:: Excerpted records ::

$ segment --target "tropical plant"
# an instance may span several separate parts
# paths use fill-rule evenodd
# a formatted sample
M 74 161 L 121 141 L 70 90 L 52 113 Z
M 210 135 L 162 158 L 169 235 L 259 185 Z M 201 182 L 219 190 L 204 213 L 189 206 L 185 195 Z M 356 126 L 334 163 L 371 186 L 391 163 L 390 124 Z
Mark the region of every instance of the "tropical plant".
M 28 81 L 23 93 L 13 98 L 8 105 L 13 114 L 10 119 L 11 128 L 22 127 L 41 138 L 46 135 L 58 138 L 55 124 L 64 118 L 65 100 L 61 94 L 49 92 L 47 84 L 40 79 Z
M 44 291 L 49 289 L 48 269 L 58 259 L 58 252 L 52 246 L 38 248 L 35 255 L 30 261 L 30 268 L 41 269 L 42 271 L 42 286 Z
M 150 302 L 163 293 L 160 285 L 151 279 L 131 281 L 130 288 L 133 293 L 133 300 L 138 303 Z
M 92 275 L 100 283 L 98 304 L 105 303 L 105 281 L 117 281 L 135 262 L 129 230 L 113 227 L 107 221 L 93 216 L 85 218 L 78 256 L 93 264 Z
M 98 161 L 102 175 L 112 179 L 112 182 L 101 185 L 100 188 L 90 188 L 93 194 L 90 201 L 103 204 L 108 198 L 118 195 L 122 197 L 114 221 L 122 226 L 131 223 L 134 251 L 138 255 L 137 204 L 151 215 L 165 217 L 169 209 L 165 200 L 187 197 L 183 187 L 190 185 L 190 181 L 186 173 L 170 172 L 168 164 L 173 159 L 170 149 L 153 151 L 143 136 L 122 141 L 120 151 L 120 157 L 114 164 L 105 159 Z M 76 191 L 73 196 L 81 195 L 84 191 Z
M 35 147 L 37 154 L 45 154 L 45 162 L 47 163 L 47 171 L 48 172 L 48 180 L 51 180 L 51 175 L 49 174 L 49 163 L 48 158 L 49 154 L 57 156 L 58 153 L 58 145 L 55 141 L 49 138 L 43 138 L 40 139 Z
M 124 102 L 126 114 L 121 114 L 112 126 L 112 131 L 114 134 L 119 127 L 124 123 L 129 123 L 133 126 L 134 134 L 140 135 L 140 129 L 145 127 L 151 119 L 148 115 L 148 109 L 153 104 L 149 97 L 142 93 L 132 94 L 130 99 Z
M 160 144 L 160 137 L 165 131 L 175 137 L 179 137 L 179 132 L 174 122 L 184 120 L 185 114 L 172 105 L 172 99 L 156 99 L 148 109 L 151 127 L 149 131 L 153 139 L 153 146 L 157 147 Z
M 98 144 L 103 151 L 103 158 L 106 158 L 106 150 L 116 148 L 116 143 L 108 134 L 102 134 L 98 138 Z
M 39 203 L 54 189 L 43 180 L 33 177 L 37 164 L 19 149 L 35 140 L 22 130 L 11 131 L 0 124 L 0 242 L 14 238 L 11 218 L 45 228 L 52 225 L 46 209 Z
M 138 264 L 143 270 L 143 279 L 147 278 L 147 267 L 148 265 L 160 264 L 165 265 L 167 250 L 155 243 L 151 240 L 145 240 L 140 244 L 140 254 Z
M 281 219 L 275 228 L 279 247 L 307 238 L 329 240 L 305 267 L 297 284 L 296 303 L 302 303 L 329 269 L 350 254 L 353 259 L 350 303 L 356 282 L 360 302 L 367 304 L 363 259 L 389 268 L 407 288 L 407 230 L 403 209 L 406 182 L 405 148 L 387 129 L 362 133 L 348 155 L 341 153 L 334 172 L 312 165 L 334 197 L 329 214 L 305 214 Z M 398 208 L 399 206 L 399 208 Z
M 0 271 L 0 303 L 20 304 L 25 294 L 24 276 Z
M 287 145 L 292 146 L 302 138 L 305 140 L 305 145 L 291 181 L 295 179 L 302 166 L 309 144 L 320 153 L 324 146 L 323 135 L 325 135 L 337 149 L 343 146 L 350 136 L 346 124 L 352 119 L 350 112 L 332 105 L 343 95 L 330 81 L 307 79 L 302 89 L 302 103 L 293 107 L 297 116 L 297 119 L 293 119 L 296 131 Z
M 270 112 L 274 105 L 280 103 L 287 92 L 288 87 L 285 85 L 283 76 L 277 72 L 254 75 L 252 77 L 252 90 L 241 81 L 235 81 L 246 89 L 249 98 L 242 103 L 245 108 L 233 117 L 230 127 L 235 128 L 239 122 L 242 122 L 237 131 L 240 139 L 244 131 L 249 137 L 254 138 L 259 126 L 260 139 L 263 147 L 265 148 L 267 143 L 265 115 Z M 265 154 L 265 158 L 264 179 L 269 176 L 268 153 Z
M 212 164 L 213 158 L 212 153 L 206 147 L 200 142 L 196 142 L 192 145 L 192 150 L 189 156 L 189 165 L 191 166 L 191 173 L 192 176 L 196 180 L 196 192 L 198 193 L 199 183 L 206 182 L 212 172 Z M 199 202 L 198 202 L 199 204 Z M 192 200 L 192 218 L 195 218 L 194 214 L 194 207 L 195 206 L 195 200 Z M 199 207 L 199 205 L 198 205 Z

:::

• **Problem statement**: Copy every one of the records above character for character, keeping each line as it appears.

• **Task solution**:
$ segment --target "tropical plant"
# an instance may span several separate parts
# paths use fill-rule evenodd
# a formatted sample
M 74 161 L 121 141 L 70 90 L 52 113 Z
M 210 135 L 162 158 L 169 235 L 259 185 Z M 201 182 L 219 190 L 204 213 L 189 206 L 185 195 Z M 356 126 L 334 163 L 371 186 L 391 163 L 390 124 Z
Mark the region of every instance of the "tropical plant".
M 28 81 L 23 93 L 13 98 L 8 105 L 13 114 L 10 119 L 11 128 L 22 127 L 41 138 L 46 135 L 58 138 L 55 124 L 64 118 L 65 100 L 61 94 L 49 92 L 47 84 L 40 79 Z
M 44 291 L 49 289 L 48 269 L 58 259 L 58 252 L 52 246 L 38 248 L 35 255 L 30 261 L 30 268 L 41 269 L 42 271 L 42 286 Z
M 150 302 L 163 293 L 160 285 L 151 279 L 131 281 L 130 288 L 133 293 L 133 300 L 138 303 Z
M 92 275 L 100 283 L 98 304 L 105 303 L 105 281 L 117 281 L 135 262 L 129 230 L 113 227 L 107 221 L 93 216 L 85 218 L 78 256 L 93 264 Z
M 98 161 L 102 175 L 112 179 L 112 182 L 101 185 L 100 188 L 90 188 L 93 194 L 90 201 L 103 204 L 108 198 L 118 195 L 122 197 L 114 221 L 122 226 L 131 223 L 134 251 L 138 255 L 137 204 L 151 215 L 165 217 L 169 209 L 165 200 L 187 197 L 183 187 L 190 185 L 190 181 L 186 173 L 170 172 L 168 164 L 173 159 L 170 149 L 153 151 L 143 136 L 122 141 L 120 151 L 120 157 L 114 164 L 105 159 Z M 76 191 L 73 196 L 81 195 L 84 191 Z
M 35 147 L 37 154 L 45 154 L 45 162 L 47 163 L 47 171 L 48 172 L 48 180 L 51 180 L 51 175 L 49 174 L 49 163 L 48 158 L 49 154 L 57 156 L 58 153 L 58 145 L 55 141 L 49 138 L 43 138 L 40 139 Z
M 124 102 L 126 114 L 121 114 L 112 126 L 112 131 L 114 134 L 119 127 L 124 123 L 129 123 L 133 126 L 134 134 L 140 135 L 140 129 L 145 127 L 151 119 L 148 115 L 148 109 L 153 104 L 149 97 L 142 93 L 132 94 L 130 99 Z
M 160 144 L 160 137 L 165 131 L 175 137 L 179 137 L 179 132 L 174 122 L 184 120 L 185 114 L 172 105 L 172 99 L 156 99 L 148 109 L 151 127 L 149 131 L 153 139 L 153 146 L 157 147 Z
M 98 144 L 103 151 L 103 158 L 106 158 L 106 150 L 116 148 L 116 143 L 108 134 L 102 134 L 98 138 Z
M 39 203 L 54 189 L 43 180 L 33 177 L 37 164 L 19 149 L 35 140 L 22 130 L 11 131 L 0 124 L 0 242 L 14 238 L 11 218 L 45 228 L 52 225 L 46 209 Z
M 138 264 L 143 270 L 143 279 L 147 278 L 147 267 L 148 265 L 160 264 L 165 265 L 167 250 L 155 243 L 151 240 L 145 240 L 140 244 L 140 254 Z
M 281 219 L 275 228 L 279 247 L 307 238 L 329 240 L 305 267 L 297 284 L 296 303 L 302 303 L 329 269 L 350 254 L 353 259 L 350 303 L 356 282 L 360 302 L 367 304 L 363 259 L 389 268 L 407 288 L 407 230 L 403 209 L 406 182 L 405 148 L 387 129 L 362 133 L 348 155 L 341 153 L 334 172 L 312 165 L 334 197 L 329 214 L 305 214 Z M 398 208 L 399 206 L 399 208 Z
M 0 271 L 0 303 L 20 304 L 25 294 L 24 276 Z
M 287 145 L 292 146 L 302 138 L 305 140 L 305 145 L 291 181 L 295 179 L 302 166 L 309 144 L 320 153 L 324 146 L 323 135 L 325 135 L 337 149 L 343 146 L 350 136 L 346 124 L 352 119 L 350 112 L 332 105 L 343 95 L 330 81 L 307 79 L 302 89 L 302 103 L 293 107 L 297 116 L 297 119 L 293 119 L 296 131 Z
M 270 112 L 274 105 L 280 103 L 287 92 L 288 87 L 285 85 L 283 76 L 277 72 L 254 75 L 252 77 L 252 90 L 241 81 L 235 81 L 246 89 L 249 98 L 242 103 L 245 108 L 233 117 L 230 127 L 235 128 L 239 122 L 242 122 L 237 131 L 240 139 L 244 131 L 249 137 L 254 138 L 259 126 L 260 139 L 263 147 L 265 148 L 267 143 L 265 115 Z M 265 154 L 265 158 L 264 179 L 269 176 L 268 153 Z
M 212 164 L 213 158 L 212 153 L 206 147 L 200 142 L 196 142 L 192 145 L 192 150 L 189 156 L 189 165 L 191 166 L 191 173 L 192 176 L 196 180 L 196 192 L 198 193 L 199 183 L 206 182 L 212 172 Z M 199 202 L 198 202 L 199 204 Z M 192 200 L 192 218 L 195 218 L 194 214 L 194 207 L 195 206 L 195 200 Z M 199 207 L 199 205 L 198 205 Z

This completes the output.